GIVEN REQUEST: Turn every line of the listing into a JSON list of strings, one string per line, with blank lines left out.

RECORDS SHOWN:
· · ·

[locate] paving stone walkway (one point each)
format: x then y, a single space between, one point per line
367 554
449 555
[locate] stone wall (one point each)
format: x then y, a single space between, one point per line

· · ·

ANSWER TO THE EXERCISE:
[
  "[locate] paving stone walkway (one point each)",
  "format: x then y, a single space between, one point per line",
  "367 554",
  "449 555",
  "[locate] stone wall (one point each)",
  "format: x then y, a single space between, one point per line"
]